Set tasks
1 > According to the IPO passage, how many IPOs will price this week?
2 > Pick up the IPO passage after its last sentence and carry it forward.

Passage
+--

After much a due, Alibaba's initial public offering (IPO) filing appears imminent, at a time when the IPO market seems to be thawing a bit. Financial data company Markit filed for an IPO yesterday, saying it expects to raise up to $750 million (it provided no guidance on terms).
The contenders are lining up: car-pricing comparison website TrueCar yesterday said it anticipates pricing 7.78 million shares at between $12 and $14, raising at much as $108.9 million in its debut. Zendesk (a cloud based customer service software) also set terms: 11.1 million shares at $8—$10.
Arts and crafts store Michaels re-filed for an IPO on Thursday, after withdrawing its offering (which was already delayed) back in December.
All of that is the future. We will see the first test of the market this week, when nine IPOs will price.
The big test is Wednesday night, when five of those number will come to market.
For example, Cheetah Mobile (CMCM), a Chinese mobile security app company, is pricing Wednesday night for Thursday, seeking to raise 12 million shares at $12.50—$14.50 a share. Gaslog Partners (GLOP), a liquidified natural gas carrier, is seeking to raise 8.4 million shares at $19—$21.

+--

Stored entries
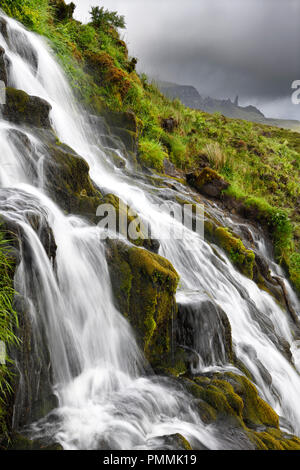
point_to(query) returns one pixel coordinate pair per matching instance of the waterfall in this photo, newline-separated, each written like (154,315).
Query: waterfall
(105,397)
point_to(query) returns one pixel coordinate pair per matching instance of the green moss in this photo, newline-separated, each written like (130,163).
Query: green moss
(151,154)
(242,258)
(232,399)
(8,325)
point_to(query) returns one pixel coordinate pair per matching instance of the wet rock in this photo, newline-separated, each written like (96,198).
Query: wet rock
(144,285)
(19,43)
(128,138)
(21,108)
(4,63)
(169,124)
(170,169)
(204,327)
(232,403)
(127,220)
(3,28)
(20,442)
(68,182)
(207,182)
(125,120)
(62,11)
(173,442)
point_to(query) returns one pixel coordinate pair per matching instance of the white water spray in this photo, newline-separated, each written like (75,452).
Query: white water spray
(104,397)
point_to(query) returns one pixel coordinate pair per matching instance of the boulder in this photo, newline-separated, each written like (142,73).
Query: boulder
(62,11)
(169,124)
(69,183)
(207,182)
(239,414)
(21,108)
(204,327)
(3,66)
(144,285)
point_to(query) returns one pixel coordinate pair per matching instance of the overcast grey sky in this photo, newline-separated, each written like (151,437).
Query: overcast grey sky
(222,47)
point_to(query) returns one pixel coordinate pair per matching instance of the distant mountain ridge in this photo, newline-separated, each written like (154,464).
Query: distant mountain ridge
(190,97)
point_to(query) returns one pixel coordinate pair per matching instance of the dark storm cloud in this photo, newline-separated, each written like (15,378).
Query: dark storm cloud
(223,47)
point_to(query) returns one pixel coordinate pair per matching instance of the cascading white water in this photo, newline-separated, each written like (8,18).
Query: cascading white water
(104,397)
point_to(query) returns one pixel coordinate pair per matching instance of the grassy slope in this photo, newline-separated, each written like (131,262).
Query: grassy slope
(8,323)
(261,163)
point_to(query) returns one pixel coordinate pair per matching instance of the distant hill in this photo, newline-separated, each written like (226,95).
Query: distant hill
(190,97)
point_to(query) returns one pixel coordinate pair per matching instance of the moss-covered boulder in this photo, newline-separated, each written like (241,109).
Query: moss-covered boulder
(231,401)
(204,327)
(242,258)
(3,66)
(20,442)
(144,285)
(61,10)
(173,442)
(207,182)
(68,181)
(126,220)
(21,108)
(104,71)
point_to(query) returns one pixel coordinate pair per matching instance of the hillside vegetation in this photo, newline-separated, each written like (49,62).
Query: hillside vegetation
(261,163)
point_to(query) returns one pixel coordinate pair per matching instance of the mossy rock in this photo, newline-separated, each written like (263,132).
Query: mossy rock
(128,138)
(174,442)
(207,182)
(20,108)
(68,181)
(144,285)
(242,258)
(104,71)
(231,401)
(20,442)
(125,218)
(61,10)
(124,120)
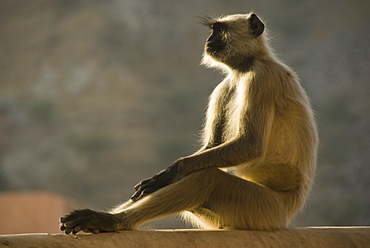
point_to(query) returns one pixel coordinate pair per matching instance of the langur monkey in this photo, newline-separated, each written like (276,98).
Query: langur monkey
(259,123)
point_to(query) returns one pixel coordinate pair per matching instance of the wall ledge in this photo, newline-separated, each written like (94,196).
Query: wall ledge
(336,237)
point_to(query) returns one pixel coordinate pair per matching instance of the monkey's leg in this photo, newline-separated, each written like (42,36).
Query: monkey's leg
(231,202)
(236,204)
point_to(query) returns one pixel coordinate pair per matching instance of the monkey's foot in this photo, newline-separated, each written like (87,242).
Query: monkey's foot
(88,221)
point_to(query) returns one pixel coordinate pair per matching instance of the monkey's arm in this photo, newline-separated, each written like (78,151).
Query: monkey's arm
(246,147)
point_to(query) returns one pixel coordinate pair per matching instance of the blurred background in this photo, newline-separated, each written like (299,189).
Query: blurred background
(96,95)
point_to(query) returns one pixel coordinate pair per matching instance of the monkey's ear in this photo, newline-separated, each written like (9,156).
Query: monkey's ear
(255,25)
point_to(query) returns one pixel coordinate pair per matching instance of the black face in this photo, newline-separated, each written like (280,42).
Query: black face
(215,43)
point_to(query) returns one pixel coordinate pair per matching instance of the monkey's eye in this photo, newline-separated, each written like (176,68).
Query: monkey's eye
(219,27)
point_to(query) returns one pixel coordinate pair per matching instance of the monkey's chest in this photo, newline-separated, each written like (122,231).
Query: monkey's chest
(232,116)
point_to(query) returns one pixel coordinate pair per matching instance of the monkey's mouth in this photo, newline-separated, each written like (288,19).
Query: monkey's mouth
(213,48)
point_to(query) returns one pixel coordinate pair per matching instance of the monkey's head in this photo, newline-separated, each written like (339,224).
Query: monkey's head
(234,41)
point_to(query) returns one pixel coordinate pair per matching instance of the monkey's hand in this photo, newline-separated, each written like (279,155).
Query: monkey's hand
(88,221)
(158,181)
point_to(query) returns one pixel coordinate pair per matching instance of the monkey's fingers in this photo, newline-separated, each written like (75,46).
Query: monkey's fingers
(88,221)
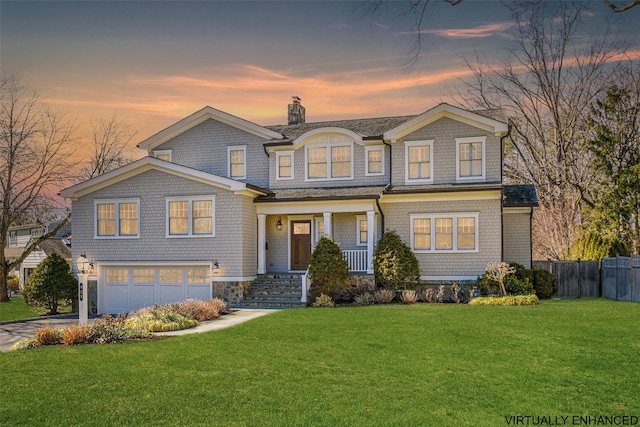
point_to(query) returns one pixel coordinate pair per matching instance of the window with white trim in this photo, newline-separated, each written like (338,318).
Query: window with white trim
(375,161)
(444,232)
(162,155)
(237,160)
(190,216)
(362,230)
(418,164)
(470,158)
(329,162)
(117,219)
(284,164)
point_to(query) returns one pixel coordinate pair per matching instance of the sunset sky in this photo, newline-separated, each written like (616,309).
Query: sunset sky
(155,62)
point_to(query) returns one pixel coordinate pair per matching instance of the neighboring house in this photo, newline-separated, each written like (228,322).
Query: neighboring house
(220,201)
(20,236)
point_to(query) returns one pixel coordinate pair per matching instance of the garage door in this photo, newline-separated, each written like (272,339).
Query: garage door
(127,288)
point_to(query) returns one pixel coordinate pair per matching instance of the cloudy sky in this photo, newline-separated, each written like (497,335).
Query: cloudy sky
(155,62)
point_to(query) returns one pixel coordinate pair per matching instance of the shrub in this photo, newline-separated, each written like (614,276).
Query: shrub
(160,318)
(364,299)
(76,334)
(506,300)
(48,335)
(409,296)
(323,300)
(13,283)
(110,329)
(429,295)
(516,286)
(456,293)
(25,345)
(384,296)
(200,310)
(51,282)
(394,263)
(328,270)
(544,283)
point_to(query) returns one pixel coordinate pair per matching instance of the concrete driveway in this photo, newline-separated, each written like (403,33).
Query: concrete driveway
(11,333)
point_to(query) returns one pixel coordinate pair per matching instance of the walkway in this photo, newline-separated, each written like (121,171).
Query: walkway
(11,333)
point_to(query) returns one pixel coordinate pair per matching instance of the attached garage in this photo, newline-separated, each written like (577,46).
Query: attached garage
(125,287)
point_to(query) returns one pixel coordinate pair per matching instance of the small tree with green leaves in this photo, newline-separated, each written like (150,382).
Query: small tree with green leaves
(50,283)
(328,270)
(394,264)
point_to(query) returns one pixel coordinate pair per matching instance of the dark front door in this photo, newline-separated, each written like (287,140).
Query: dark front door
(300,244)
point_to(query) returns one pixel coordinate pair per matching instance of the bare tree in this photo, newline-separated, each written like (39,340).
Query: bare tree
(35,150)
(110,146)
(547,85)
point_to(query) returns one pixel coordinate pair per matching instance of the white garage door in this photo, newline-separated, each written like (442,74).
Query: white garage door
(127,288)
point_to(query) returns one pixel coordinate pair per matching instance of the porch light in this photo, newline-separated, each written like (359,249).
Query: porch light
(83,264)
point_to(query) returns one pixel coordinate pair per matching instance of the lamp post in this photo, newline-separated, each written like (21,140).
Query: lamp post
(83,265)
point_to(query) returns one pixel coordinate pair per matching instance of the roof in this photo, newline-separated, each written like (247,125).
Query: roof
(520,195)
(365,127)
(152,163)
(438,188)
(308,194)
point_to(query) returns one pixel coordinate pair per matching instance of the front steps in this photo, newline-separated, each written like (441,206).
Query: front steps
(281,290)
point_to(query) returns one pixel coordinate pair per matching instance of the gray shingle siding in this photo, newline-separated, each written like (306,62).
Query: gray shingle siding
(233,215)
(444,133)
(447,264)
(204,147)
(359,169)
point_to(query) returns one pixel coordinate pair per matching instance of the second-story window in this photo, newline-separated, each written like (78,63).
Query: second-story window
(237,161)
(471,159)
(190,216)
(329,162)
(419,165)
(117,218)
(284,165)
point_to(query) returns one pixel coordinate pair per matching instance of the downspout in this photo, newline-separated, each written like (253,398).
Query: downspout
(502,138)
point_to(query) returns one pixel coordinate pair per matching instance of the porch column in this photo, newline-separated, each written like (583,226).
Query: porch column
(261,245)
(371,225)
(327,224)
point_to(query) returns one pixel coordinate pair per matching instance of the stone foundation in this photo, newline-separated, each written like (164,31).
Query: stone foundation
(233,293)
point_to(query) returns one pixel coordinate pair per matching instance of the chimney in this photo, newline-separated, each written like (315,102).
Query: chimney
(296,111)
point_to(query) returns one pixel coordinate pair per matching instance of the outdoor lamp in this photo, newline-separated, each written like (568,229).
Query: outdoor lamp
(83,263)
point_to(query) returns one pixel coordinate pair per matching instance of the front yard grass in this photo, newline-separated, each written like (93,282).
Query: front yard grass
(389,365)
(16,309)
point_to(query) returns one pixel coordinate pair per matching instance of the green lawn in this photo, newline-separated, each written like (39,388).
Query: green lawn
(16,309)
(433,365)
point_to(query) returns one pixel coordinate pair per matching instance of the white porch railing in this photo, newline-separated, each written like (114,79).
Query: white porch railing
(357,259)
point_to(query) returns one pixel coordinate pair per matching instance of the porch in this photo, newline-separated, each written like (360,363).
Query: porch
(288,231)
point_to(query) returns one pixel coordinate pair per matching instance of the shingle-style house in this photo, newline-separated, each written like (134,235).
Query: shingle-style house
(220,202)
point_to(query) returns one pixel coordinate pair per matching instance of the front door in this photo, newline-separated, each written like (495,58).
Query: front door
(300,244)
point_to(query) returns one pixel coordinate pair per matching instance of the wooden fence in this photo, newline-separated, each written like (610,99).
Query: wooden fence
(614,278)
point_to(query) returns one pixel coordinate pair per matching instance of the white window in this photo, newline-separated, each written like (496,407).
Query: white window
(419,163)
(470,158)
(362,230)
(329,162)
(191,216)
(444,232)
(117,219)
(284,165)
(162,155)
(375,161)
(237,158)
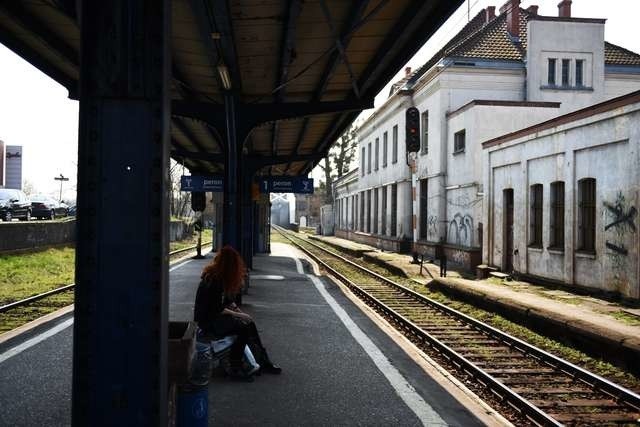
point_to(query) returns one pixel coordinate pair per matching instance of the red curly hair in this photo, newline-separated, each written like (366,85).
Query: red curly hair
(227,267)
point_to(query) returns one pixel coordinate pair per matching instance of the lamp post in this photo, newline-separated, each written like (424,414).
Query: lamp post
(61,178)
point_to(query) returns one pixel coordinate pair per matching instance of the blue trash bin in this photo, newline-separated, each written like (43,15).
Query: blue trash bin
(193,406)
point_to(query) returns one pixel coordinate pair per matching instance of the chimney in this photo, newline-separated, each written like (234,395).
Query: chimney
(564,9)
(512,9)
(489,14)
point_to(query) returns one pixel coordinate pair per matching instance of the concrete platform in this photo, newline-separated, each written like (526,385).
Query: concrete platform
(588,322)
(339,367)
(342,365)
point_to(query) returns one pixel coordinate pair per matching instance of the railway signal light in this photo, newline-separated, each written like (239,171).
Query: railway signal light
(412,130)
(198,201)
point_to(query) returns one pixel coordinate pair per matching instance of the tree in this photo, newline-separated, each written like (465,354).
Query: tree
(338,159)
(179,201)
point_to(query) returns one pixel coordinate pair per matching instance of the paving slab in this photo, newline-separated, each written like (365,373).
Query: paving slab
(328,378)
(589,322)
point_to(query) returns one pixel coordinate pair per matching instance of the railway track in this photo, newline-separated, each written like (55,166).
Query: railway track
(36,306)
(539,386)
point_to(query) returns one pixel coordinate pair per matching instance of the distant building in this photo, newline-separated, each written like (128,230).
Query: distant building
(280,210)
(10,166)
(562,198)
(308,209)
(499,74)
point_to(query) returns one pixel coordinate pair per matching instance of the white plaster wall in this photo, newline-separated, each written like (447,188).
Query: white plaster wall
(392,115)
(460,221)
(605,147)
(617,84)
(405,214)
(464,84)
(565,40)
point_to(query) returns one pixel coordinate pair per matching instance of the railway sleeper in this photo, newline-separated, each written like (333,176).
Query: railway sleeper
(591,418)
(578,403)
(537,381)
(574,392)
(517,371)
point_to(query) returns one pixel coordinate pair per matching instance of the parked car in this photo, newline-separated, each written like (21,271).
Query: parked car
(14,204)
(46,207)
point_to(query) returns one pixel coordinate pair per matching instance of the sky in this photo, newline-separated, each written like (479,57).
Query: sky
(36,113)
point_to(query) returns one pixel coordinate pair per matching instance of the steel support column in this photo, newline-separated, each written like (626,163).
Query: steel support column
(121,300)
(247,218)
(233,179)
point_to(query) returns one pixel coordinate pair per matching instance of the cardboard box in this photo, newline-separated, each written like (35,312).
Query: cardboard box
(182,346)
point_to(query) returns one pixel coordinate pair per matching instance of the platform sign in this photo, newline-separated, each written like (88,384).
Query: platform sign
(198,183)
(284,184)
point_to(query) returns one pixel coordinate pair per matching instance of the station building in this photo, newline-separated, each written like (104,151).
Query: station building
(10,166)
(562,198)
(499,74)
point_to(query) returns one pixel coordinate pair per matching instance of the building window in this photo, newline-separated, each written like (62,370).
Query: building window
(535,220)
(383,229)
(394,209)
(565,72)
(423,208)
(587,215)
(369,201)
(579,72)
(556,223)
(385,145)
(377,153)
(394,145)
(353,213)
(375,210)
(362,211)
(425,132)
(459,141)
(551,72)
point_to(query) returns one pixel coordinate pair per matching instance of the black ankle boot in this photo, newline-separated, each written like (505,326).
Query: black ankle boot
(270,368)
(238,373)
(267,366)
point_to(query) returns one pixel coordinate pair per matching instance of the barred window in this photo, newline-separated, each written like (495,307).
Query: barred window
(587,215)
(369,201)
(459,141)
(423,208)
(579,72)
(362,211)
(394,209)
(375,211)
(535,219)
(565,71)
(394,148)
(377,153)
(385,144)
(551,72)
(556,223)
(383,225)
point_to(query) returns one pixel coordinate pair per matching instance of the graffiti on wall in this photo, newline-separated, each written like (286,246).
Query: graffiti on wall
(620,221)
(461,230)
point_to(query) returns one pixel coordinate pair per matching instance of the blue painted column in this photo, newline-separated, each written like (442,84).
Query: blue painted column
(121,300)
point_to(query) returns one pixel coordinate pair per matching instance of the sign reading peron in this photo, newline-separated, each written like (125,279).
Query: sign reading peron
(198,183)
(285,184)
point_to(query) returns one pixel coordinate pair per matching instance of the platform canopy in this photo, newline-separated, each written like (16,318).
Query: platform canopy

+--

Expected outputs
1 > Nine.

2 >
Why is this a test? Because the market is littered with broken IPOs this year. According to Renaissance Capital, 44 percent of the deals done in 2014 are now languishing below their IPO price. Not only that, but 36 percent have priced below their range. Among the last 20 IPOs, 75 percent have priced below their range.
Apparently, buyers are pushing back against valuations.
Speaking of old IPOs, Twitter's lockup expired last night. I don't care how many large holders declare they are not going to sell: Twitter went public at $26 a share in November, and is now trading in the mid-$30s. However, insiders own the stock much lower. The average cost basis for all insiders is $2.21.
Think someone's going to sell?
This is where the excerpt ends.